*WHAT THE TASK ASKS*: Copy out each line of the material below that contains the word "bird", leaving out every other line.

*INPUT ROWS*:
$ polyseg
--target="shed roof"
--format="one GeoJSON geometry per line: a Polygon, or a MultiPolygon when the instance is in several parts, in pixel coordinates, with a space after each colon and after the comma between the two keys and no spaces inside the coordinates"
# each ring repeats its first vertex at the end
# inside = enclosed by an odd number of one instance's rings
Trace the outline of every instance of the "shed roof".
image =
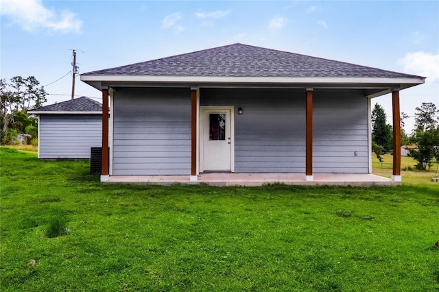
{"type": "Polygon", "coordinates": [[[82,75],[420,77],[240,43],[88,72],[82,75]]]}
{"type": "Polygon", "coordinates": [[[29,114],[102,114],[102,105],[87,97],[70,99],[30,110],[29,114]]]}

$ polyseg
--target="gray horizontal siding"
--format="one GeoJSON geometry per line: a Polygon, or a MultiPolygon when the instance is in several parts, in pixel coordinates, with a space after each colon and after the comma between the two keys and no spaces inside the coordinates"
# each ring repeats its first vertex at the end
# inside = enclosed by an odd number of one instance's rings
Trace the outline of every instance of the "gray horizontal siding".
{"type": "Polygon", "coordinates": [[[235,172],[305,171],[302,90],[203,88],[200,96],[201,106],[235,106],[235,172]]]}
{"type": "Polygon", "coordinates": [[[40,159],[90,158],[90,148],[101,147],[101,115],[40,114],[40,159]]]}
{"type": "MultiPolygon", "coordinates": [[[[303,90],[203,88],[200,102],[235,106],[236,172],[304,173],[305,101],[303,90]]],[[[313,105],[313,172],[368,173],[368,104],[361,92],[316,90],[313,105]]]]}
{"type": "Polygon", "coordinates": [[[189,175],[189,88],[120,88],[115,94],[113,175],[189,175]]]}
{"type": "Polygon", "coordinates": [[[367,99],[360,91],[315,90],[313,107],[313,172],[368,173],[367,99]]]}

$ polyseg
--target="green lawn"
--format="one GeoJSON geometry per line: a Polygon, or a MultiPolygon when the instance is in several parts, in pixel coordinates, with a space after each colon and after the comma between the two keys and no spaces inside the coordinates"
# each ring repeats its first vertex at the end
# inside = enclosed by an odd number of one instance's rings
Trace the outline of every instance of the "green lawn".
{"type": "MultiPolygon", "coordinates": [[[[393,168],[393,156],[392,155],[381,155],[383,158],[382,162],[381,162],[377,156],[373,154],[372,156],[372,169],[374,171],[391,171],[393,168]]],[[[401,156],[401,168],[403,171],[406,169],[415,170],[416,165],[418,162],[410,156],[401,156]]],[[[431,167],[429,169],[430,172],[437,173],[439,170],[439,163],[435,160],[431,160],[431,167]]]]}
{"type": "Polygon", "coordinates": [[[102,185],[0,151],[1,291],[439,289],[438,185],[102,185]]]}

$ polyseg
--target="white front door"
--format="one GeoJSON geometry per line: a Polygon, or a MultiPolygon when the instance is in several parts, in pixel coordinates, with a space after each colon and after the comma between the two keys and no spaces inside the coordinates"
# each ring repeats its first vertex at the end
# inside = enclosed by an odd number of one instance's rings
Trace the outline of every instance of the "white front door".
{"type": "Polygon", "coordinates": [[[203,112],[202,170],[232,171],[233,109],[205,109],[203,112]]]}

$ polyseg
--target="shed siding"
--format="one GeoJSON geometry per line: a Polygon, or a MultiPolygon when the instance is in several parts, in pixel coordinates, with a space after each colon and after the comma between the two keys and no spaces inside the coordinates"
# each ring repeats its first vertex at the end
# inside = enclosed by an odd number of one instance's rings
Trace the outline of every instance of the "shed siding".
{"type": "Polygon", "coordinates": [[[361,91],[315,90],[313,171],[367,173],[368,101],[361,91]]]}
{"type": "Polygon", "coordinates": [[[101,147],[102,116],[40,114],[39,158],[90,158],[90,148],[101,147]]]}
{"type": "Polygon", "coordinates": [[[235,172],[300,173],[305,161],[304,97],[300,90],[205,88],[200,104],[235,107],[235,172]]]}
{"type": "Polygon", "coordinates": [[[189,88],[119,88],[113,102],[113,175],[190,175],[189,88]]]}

--

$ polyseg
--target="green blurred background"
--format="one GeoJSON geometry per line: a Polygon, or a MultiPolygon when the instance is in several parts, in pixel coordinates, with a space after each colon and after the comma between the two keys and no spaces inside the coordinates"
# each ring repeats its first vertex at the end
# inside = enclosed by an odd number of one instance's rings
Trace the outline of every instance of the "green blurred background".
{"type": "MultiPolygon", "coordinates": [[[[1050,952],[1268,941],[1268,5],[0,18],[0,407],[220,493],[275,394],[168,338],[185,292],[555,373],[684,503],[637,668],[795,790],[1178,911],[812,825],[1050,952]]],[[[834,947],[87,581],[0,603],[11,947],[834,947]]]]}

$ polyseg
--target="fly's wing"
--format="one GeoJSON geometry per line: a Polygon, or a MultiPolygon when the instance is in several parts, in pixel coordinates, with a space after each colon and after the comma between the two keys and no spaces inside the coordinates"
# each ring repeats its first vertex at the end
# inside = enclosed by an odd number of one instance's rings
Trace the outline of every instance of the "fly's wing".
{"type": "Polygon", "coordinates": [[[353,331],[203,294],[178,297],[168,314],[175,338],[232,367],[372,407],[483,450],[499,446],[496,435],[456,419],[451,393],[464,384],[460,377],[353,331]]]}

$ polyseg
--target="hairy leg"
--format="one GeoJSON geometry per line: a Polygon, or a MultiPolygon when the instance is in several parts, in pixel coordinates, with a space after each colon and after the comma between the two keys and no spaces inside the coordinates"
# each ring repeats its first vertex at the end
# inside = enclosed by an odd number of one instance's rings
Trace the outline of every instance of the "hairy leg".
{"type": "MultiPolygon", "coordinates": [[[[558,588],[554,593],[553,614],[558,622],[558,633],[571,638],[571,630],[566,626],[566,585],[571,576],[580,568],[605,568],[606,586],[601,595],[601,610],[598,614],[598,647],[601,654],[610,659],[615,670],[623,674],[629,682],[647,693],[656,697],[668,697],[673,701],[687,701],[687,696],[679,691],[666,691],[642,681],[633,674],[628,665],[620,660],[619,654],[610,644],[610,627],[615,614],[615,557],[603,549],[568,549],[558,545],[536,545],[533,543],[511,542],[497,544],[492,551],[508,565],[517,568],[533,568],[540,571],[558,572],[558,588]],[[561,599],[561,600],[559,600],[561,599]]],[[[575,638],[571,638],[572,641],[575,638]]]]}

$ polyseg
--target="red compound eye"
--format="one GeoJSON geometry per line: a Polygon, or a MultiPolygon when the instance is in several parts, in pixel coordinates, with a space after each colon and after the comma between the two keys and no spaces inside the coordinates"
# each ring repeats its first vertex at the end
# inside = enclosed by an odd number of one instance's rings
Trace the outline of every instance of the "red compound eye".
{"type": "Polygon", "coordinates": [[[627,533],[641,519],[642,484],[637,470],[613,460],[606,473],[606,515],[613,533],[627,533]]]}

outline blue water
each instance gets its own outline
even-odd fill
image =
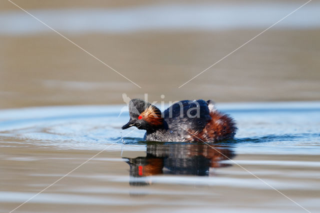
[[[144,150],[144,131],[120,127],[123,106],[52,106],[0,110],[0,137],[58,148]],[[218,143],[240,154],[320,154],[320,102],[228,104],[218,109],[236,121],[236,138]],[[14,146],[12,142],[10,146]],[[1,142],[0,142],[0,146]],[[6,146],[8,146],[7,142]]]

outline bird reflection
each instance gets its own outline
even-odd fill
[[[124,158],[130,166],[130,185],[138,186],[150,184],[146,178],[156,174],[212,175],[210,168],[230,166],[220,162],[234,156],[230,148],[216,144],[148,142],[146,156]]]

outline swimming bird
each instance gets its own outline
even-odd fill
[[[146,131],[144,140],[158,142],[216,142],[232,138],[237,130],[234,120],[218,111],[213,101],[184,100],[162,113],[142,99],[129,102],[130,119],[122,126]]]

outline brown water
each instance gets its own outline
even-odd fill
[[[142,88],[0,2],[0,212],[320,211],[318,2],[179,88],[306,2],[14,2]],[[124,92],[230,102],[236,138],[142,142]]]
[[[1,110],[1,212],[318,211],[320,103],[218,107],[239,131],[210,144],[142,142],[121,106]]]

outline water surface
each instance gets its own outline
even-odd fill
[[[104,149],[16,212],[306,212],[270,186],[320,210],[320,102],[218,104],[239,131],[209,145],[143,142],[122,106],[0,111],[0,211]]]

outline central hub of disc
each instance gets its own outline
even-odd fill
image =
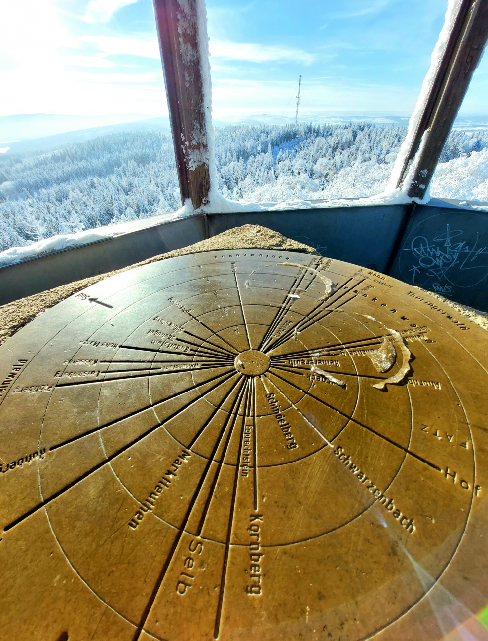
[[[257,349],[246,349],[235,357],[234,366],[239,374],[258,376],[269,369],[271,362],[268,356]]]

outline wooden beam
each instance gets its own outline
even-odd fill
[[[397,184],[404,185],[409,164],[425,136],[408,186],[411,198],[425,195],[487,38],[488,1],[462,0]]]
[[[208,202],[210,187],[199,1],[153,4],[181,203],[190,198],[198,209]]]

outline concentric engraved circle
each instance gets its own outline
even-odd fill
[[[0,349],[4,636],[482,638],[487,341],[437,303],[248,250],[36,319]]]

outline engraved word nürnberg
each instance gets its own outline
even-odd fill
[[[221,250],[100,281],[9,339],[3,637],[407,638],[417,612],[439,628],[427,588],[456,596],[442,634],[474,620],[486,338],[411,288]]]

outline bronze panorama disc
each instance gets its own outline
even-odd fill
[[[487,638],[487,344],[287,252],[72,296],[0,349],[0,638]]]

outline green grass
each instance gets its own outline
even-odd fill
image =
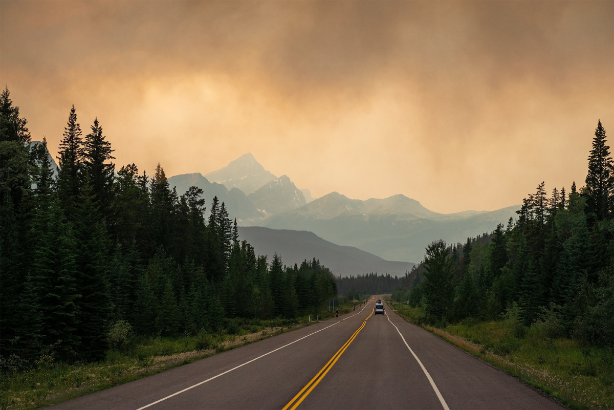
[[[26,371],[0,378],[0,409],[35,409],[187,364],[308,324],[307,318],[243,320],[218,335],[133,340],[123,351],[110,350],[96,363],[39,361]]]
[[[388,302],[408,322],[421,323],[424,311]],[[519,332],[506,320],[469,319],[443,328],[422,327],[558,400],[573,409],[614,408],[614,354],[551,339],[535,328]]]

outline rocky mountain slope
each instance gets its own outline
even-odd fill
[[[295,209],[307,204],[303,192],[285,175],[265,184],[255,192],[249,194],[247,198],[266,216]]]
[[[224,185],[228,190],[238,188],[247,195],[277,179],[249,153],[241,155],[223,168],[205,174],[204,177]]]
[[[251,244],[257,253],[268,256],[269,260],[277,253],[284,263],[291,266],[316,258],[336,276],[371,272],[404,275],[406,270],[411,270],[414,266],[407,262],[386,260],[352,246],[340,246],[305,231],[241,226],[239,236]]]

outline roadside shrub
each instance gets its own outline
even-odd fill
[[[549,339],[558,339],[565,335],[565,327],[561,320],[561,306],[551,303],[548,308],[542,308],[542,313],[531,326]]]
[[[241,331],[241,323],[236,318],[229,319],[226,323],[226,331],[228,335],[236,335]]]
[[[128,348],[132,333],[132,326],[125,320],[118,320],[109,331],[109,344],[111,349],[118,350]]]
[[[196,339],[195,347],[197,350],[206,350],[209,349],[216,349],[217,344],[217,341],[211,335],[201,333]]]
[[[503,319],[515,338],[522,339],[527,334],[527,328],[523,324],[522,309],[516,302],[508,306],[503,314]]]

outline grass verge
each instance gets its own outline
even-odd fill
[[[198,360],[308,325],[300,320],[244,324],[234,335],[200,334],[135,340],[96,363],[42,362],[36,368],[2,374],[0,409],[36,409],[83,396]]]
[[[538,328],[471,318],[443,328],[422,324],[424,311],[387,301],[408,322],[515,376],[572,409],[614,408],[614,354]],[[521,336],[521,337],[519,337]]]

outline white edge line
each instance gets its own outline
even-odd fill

*FINISHED ANSWER*:
outline bird reflection
outline swimming bird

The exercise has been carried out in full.